Stated task 1: Update the sump pump thread: write out the part starting with "## Pumpkin5 (Aug" and going on through "Halloween?) Hint, hint.....", with "garbage can" replaced by "trash bin".
___ Text
# Sump Pump Trash Can Pop Up



## spinman1949 (Jun 29, 2009)

It has been awhile, but some may remember the discussion of using a sump pump to make a pop up.

Well here it is. I am using my self made remote control to activate it. This countrol also controls my garage hoist. I designed it so I could use it for various purposes. The hoist control was a bit trickier than I thought.


----------



## Hairazor (Mar 13, 2012)

Cool!!


----------



## Nathan2485 (Oct 27, 2012)

Nicely done....some really cool ideas here!


----------



## Pumpkin5 (Aug 8, 2010)

:jol:Wow! Very cool prop! Are you going to creep up the garbage can? How funny would it be to have a "Zombie-fied Oscar the Grouch" prop coming out of the trash can? That would be so funny...and yet....oddly fascinating. I love this guy...you did a great job figuring out the mechanics. (Any thoughts of a tutorial after Halloween?) Hint, hint.....


----------



## spinman1949 (Jun 29, 2009)

*How to.*

Great idea on the Oscar Zombie. No time this year. And yes I will take the unit apart and show everyone how it is constructed. Likely some will come up with some ideas for improvement. That is what I love about these forums. No matter how well a prop is designed, there is always room for improvement.


----------



## Lunatic (Oct 3, 2006)

Neat mechanism Spinman! It works great. Thanks for sharing.


----------



## HomeyDaClown (Oct 3, 2009)

Nice alternative to pneumatics. 

I know sump pumps can generate good PSI an at such a low lift it otta work great.

Now I'll have to get out a couple popup sprinklers and play. Wondering if you tried that avenue. I have one that pops up 12" but never thought to plug the end and tie anything to it.


----------



## corey872 (Jan 10, 2010)

Neat prop - though with the price of sump pumps - I think sticker shock might be the most scary part! Homey does hint at an interesting alternative, though...if you don't mind dumping a gallon of water or so each time the prop fires, you might be able to hook to tap water ...like a sprinkler ...and just run a garden hose to the prop and use a 12V valve to trigger the 'on' state and the water filling the cylinder is drained on the ground when off.
______
___ Material provided
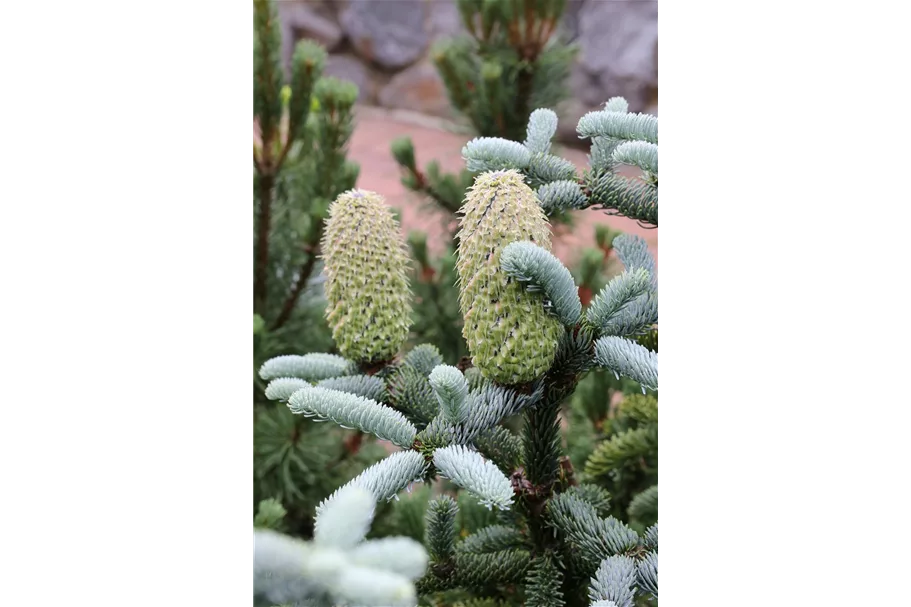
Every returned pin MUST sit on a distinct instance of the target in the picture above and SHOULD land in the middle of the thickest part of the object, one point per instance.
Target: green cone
(511, 337)
(366, 267)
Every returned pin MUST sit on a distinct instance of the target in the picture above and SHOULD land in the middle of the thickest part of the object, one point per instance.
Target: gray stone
(349, 67)
(391, 33)
(445, 20)
(298, 20)
(569, 24)
(619, 42)
(419, 89)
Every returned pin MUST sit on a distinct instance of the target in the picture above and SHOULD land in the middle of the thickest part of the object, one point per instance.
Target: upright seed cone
(511, 337)
(366, 278)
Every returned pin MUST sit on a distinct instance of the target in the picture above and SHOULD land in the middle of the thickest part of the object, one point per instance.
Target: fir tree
(300, 132)
(549, 540)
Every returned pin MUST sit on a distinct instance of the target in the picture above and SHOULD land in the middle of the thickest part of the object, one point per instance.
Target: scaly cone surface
(366, 268)
(511, 337)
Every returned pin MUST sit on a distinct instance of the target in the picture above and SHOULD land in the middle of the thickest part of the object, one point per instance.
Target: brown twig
(262, 241)
(302, 279)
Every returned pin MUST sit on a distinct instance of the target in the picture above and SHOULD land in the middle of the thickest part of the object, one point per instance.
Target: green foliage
(618, 137)
(519, 528)
(269, 515)
(625, 461)
(509, 64)
(298, 463)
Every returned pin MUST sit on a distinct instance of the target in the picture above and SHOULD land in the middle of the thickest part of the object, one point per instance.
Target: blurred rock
(445, 19)
(570, 23)
(298, 20)
(390, 33)
(349, 67)
(419, 89)
(619, 43)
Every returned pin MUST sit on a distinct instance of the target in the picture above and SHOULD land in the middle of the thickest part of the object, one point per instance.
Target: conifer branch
(615, 581)
(595, 537)
(441, 528)
(650, 538)
(423, 358)
(410, 392)
(647, 573)
(561, 195)
(594, 495)
(401, 555)
(632, 250)
(502, 447)
(627, 358)
(347, 522)
(480, 570)
(310, 367)
(385, 478)
(335, 568)
(616, 104)
(616, 295)
(619, 125)
(641, 154)
(282, 388)
(543, 583)
(542, 125)
(495, 153)
(491, 539)
(630, 445)
(529, 263)
(472, 472)
(631, 198)
(451, 390)
(368, 386)
(644, 506)
(545, 168)
(440, 535)
(487, 406)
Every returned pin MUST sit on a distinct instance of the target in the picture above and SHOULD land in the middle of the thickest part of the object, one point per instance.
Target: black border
(724, 462)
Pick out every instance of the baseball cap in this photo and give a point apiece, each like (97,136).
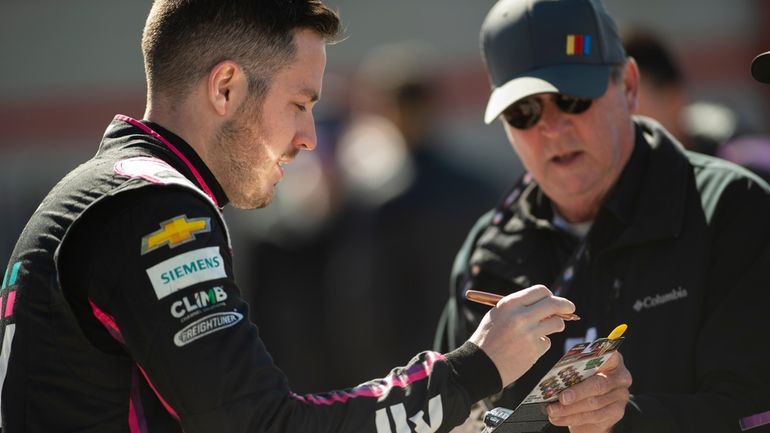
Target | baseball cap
(537,46)
(760,68)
______
Stated task 2: Show every line of the records that contains the string "green", where case counts.

Task response 1:
## Pumpkin5 (Aug 8, 2010)

:jol:Wow! Very cool prop! Are you going to creep up the trash bin? How funny would it be to have a "Zombie-fied Oscar the Grouch" prop coming out of the trash can? That would be so funny...and yet....oddly fascinating. I love this guy...you did a great job figuring out the mechanics. (Any thoughts of a tutorial after Halloween?) Hint, hint.....

Task response 2:
Target: green cone
Target: green foliage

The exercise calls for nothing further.